(Recorded information Opens)

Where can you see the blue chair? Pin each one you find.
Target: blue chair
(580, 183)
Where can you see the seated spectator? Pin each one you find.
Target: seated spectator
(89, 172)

(Recorded information Closes)

Show every line above in which the word "each" appears.

Where can you see the blue chair? Pin each one you find.
Where can you see the seated spectator? Pin each one you find.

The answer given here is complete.